*** Source passage
Therapies for Anxiety

Many schools of therapy help people with fear and anxiety live more fulfilling lives. Individually or in combination, therapies help people accept their feelings and develop actionable plans to ease their fears and nerves.

The word "therapy" may ring some very clichéd bells in your head. Isn't therapy about lying down on a couch, telling a pointy-bearded man with glasses all of your deepest darkest secrets?

Thankfully, much of the stigma surrounding therapy has dissipated in the last three decades. People understand that there are a wide variety of therapeutic treatments that they can try on. Talk therapy (psychoanalysis) is still a viable option, but so are any number of behavioral and cognitive therapies aimed at helping people break cycles of self-defeating thought and action.

This is particularly great news for people with anxiety disorders, or people who may only be experiencing passing, but very stressful life events. Therapy exists for you to help yourself discover the patterns of your own thinking and feeling. It is a relationship between you and your therapist guided by your personal goals and vision of the future. If this vision includes feeling less anxious and afraid, or maybe even uncovering some underlying reasons behind your anxieties and fears, therapy can help you in the short-term and the long-term.

In this part of the course, we'll take a look at a handful of common, popular, and scientifically effective therapy treatments that anxiety sufferers would do well to look into. Therapy has become more ubiquitous and affordable for a large amount of people. Health insurance may cover mental service costs up to a point, and if you are a college student your institution may offer affordable therapy sessions. Some colleges give their students a set amount of free consultations, which may be just enough time to express your concerns and develop a plan of action on your own.
******
*** Data provided
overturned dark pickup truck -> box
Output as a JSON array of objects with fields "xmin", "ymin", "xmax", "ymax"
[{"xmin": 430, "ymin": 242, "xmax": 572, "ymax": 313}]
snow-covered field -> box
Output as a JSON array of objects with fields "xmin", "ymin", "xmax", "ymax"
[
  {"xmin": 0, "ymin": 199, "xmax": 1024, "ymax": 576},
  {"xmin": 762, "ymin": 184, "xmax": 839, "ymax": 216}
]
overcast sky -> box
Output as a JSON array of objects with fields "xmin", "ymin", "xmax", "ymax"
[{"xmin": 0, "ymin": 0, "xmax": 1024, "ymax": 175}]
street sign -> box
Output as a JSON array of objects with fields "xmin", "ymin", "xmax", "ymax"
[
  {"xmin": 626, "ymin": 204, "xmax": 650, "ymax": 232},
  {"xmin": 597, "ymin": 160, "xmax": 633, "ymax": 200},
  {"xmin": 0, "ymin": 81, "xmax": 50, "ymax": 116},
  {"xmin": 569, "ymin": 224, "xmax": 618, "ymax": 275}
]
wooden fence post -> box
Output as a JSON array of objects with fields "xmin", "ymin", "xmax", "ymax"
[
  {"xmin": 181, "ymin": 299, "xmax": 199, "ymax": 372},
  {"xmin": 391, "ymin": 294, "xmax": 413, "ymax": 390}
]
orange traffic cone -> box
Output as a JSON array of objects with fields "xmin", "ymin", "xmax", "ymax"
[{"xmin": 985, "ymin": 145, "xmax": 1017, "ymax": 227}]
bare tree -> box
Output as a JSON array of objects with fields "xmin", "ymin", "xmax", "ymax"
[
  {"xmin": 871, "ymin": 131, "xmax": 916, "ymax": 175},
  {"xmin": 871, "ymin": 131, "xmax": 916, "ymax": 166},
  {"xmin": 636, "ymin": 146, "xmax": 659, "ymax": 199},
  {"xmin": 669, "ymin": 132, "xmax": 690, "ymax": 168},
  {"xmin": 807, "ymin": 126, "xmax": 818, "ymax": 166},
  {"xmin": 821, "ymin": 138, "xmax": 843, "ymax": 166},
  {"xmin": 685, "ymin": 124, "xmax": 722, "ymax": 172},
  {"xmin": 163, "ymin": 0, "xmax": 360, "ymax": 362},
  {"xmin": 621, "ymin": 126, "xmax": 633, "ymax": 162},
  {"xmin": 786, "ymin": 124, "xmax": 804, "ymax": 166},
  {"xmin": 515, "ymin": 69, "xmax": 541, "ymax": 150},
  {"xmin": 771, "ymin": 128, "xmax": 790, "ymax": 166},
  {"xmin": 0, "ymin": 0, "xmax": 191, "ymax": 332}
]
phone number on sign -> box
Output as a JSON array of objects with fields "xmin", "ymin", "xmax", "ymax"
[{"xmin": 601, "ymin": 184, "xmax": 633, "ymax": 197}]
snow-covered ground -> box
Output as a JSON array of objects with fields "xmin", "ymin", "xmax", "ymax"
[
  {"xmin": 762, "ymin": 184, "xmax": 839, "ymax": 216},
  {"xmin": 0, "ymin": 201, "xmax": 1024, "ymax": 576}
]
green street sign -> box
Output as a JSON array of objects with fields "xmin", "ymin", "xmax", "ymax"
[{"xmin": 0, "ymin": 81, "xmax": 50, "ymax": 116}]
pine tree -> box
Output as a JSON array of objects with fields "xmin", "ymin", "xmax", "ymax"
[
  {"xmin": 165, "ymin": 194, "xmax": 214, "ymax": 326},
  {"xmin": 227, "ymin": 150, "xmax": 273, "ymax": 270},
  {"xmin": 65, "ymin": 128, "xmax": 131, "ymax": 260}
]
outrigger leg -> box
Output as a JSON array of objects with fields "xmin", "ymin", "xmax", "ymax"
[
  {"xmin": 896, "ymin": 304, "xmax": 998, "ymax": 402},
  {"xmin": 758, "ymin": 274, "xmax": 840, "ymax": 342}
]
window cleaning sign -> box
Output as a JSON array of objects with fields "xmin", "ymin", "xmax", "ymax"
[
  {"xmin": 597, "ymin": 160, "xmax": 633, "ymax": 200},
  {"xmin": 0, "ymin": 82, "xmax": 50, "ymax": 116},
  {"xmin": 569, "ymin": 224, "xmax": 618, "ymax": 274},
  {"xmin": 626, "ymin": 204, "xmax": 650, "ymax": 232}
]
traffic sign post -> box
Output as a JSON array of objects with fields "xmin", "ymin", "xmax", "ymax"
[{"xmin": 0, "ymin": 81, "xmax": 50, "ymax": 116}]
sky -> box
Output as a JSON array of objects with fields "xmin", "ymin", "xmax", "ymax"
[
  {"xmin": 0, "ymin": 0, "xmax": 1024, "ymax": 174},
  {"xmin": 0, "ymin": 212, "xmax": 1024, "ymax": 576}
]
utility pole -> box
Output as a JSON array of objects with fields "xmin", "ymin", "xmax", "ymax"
******
▶ [Work to complete]: According to the passage on therapies for anxiety, over what period has much of the stigma surrounding therapy dissipated?

▶ [Your solution]: In the last three decades.